Point-per-instance localization data:
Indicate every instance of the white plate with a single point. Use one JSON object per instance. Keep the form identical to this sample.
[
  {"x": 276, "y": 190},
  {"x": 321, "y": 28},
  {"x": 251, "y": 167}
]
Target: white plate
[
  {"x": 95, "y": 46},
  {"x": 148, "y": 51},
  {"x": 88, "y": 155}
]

▶ Task requirements:
Set down every record once more, exactly as written.

▶ Result of the exercise:
Indicate every instance of the white plate with a single point. Use one JSON object per instance. Keep the form identical to this sample.
[
  {"x": 276, "y": 190},
  {"x": 321, "y": 28},
  {"x": 251, "y": 167}
]
Target: white plate
[
  {"x": 95, "y": 46},
  {"x": 148, "y": 51},
  {"x": 88, "y": 155}
]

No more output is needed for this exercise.